WHAT THE TASK ASKS: Below is a set of entries. Reproduce exactly the lines from the one containing "the wooden kitchen" through the end, both included.

(Photo-based referring expression data)
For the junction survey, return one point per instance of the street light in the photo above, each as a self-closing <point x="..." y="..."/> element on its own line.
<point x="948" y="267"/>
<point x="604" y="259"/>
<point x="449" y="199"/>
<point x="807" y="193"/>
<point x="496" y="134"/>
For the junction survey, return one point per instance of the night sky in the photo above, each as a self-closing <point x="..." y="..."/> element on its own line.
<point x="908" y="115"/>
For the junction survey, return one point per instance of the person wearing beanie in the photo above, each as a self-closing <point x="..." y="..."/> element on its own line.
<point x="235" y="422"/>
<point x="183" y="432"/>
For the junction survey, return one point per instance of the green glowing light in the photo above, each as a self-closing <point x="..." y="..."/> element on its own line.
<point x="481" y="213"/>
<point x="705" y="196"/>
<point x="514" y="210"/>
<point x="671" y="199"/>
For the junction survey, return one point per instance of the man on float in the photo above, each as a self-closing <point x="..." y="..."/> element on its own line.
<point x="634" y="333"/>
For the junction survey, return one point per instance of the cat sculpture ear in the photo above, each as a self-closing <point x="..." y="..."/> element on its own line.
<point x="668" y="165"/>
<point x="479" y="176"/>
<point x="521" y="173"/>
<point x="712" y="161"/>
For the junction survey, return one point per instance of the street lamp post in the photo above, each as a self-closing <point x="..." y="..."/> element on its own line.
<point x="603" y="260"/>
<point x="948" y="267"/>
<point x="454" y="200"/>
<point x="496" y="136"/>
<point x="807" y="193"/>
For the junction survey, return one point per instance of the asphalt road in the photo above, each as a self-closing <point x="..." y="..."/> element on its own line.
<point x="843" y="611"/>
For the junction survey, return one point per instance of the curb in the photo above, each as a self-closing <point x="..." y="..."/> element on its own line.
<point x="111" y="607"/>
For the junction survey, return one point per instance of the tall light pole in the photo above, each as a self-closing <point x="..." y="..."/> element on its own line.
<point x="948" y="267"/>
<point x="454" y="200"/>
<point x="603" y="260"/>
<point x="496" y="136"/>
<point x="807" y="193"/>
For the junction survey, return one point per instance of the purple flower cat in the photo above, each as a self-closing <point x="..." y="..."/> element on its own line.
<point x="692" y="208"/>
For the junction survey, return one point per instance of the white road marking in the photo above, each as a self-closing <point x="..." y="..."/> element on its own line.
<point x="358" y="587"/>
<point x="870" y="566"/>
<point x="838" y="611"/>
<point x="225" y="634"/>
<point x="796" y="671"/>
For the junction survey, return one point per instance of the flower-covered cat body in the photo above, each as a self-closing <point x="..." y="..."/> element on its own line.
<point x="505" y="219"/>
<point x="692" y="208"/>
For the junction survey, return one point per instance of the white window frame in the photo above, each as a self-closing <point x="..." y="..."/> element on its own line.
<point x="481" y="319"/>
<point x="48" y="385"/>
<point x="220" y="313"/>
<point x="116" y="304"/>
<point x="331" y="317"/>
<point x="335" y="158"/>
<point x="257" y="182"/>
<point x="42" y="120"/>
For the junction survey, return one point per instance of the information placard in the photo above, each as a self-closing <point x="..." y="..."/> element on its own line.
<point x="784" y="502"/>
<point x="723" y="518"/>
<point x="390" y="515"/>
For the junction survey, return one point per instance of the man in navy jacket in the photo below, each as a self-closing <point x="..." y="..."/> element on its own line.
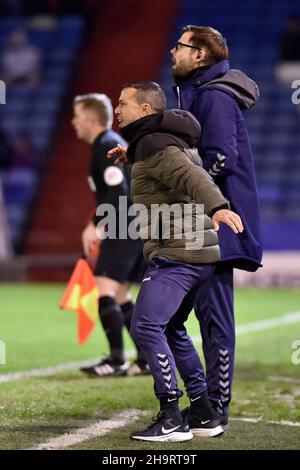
<point x="216" y="95"/>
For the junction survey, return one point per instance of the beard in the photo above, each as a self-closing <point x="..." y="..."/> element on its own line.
<point x="179" y="71"/>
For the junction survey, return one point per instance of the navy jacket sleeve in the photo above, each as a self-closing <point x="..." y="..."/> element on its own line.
<point x="109" y="179"/>
<point x="216" y="112"/>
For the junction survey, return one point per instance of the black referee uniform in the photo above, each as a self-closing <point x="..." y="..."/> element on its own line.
<point x="119" y="259"/>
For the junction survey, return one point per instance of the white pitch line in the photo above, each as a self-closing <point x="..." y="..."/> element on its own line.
<point x="290" y="380"/>
<point x="98" y="429"/>
<point x="287" y="319"/>
<point x="282" y="422"/>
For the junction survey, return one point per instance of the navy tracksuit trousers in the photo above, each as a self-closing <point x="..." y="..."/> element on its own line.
<point x="215" y="312"/>
<point x="166" y="298"/>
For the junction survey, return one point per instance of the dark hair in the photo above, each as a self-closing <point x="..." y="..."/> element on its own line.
<point x="151" y="93"/>
<point x="211" y="40"/>
<point x="100" y="104"/>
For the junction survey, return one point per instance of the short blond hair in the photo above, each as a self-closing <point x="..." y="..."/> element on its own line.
<point x="100" y="104"/>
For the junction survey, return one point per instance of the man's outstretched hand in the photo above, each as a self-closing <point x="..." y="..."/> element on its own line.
<point x="120" y="152"/>
<point x="230" y="218"/>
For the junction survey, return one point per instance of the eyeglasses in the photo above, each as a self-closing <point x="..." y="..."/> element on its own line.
<point x="185" y="45"/>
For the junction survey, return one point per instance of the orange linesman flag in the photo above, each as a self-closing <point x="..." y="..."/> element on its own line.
<point x="81" y="295"/>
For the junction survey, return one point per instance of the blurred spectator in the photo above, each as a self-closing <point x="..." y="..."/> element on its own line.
<point x="4" y="152"/>
<point x="21" y="60"/>
<point x="288" y="68"/>
<point x="23" y="154"/>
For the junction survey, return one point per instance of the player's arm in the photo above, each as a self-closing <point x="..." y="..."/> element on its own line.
<point x="219" y="133"/>
<point x="118" y="154"/>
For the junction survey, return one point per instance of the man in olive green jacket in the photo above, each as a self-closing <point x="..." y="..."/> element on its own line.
<point x="181" y="248"/>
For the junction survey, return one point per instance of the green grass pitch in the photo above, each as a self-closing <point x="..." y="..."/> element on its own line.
<point x="38" y="334"/>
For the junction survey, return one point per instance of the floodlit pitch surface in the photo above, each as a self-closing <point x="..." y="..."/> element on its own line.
<point x="57" y="407"/>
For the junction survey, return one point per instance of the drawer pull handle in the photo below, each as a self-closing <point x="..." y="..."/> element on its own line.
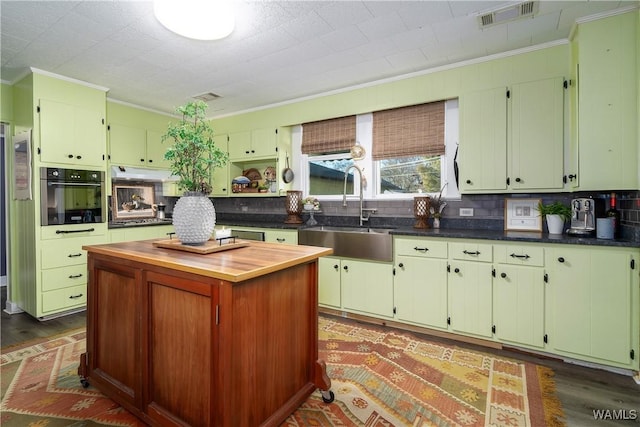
<point x="466" y="252"/>
<point x="87" y="230"/>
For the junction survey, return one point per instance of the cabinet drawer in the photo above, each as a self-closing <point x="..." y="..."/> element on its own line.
<point x="519" y="255"/>
<point x="420" y="247"/>
<point x="63" y="299"/>
<point x="65" y="232"/>
<point x="63" y="277"/>
<point x="282" y="236"/>
<point x="64" y="253"/>
<point x="471" y="251"/>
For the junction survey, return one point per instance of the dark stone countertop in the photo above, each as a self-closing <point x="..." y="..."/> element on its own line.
<point x="404" y="227"/>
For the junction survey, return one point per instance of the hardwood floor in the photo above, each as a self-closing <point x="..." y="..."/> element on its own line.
<point x="581" y="390"/>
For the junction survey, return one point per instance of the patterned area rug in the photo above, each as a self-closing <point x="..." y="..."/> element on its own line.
<point x="380" y="377"/>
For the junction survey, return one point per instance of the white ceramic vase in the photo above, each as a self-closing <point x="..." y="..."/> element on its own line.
<point x="555" y="224"/>
<point x="194" y="218"/>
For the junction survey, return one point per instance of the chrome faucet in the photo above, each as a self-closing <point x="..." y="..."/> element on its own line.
<point x="344" y="194"/>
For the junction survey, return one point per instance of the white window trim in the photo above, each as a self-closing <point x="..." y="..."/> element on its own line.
<point x="364" y="136"/>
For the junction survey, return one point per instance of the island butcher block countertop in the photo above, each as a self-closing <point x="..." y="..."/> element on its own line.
<point x="234" y="265"/>
<point x="225" y="339"/>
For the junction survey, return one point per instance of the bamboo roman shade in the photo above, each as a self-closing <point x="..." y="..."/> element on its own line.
<point x="417" y="130"/>
<point x="329" y="136"/>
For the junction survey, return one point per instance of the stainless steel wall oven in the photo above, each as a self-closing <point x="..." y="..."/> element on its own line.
<point x="71" y="196"/>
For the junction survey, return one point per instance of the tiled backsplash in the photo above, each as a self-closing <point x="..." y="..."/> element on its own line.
<point x="488" y="209"/>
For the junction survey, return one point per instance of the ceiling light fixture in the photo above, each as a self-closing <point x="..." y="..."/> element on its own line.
<point x="196" y="19"/>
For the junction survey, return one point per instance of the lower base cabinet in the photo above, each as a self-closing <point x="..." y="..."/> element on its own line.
<point x="593" y="304"/>
<point x="470" y="303"/>
<point x="365" y="287"/>
<point x="518" y="305"/>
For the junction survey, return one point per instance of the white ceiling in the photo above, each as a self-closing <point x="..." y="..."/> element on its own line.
<point x="279" y="50"/>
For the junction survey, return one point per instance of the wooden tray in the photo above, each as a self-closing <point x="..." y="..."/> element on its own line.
<point x="209" y="247"/>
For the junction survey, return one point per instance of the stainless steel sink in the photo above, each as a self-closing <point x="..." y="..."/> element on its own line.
<point x="351" y="242"/>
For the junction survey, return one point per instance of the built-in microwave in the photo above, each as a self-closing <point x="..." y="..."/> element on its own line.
<point x="71" y="196"/>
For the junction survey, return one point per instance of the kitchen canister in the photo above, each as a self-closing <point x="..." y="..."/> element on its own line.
<point x="604" y="228"/>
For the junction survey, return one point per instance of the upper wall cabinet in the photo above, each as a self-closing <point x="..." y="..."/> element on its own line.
<point x="608" y="104"/>
<point x="512" y="138"/>
<point x="71" y="135"/>
<point x="255" y="144"/>
<point x="136" y="146"/>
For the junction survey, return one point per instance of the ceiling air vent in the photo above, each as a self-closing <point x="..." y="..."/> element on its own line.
<point x="510" y="13"/>
<point x="206" y="97"/>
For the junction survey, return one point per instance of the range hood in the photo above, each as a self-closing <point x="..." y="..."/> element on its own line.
<point x="141" y="174"/>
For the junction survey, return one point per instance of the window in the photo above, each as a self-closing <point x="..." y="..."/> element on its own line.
<point x="395" y="169"/>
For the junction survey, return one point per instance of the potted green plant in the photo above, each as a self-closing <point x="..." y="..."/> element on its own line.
<point x="556" y="214"/>
<point x="192" y="158"/>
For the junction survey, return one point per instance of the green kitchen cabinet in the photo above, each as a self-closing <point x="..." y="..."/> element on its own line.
<point x="329" y="283"/>
<point x="608" y="133"/>
<point x="358" y="286"/>
<point x="593" y="304"/>
<point x="367" y="287"/>
<point x="483" y="141"/>
<point x="536" y="135"/>
<point x="469" y="287"/>
<point x="420" y="281"/>
<point x="518" y="294"/>
<point x="512" y="138"/>
<point x="71" y="135"/>
<point x="136" y="146"/>
<point x="254" y="144"/>
<point x="156" y="149"/>
<point x="220" y="182"/>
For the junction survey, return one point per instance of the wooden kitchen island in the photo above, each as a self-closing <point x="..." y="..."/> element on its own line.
<point x="222" y="339"/>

SOLUTION FOR THIS EXERCISE:
For the junction survey, return one point per instance of the wooden kitchen island in the photo above, each as a self-closing <point x="..." y="..."/> element on its own line.
<point x="222" y="339"/>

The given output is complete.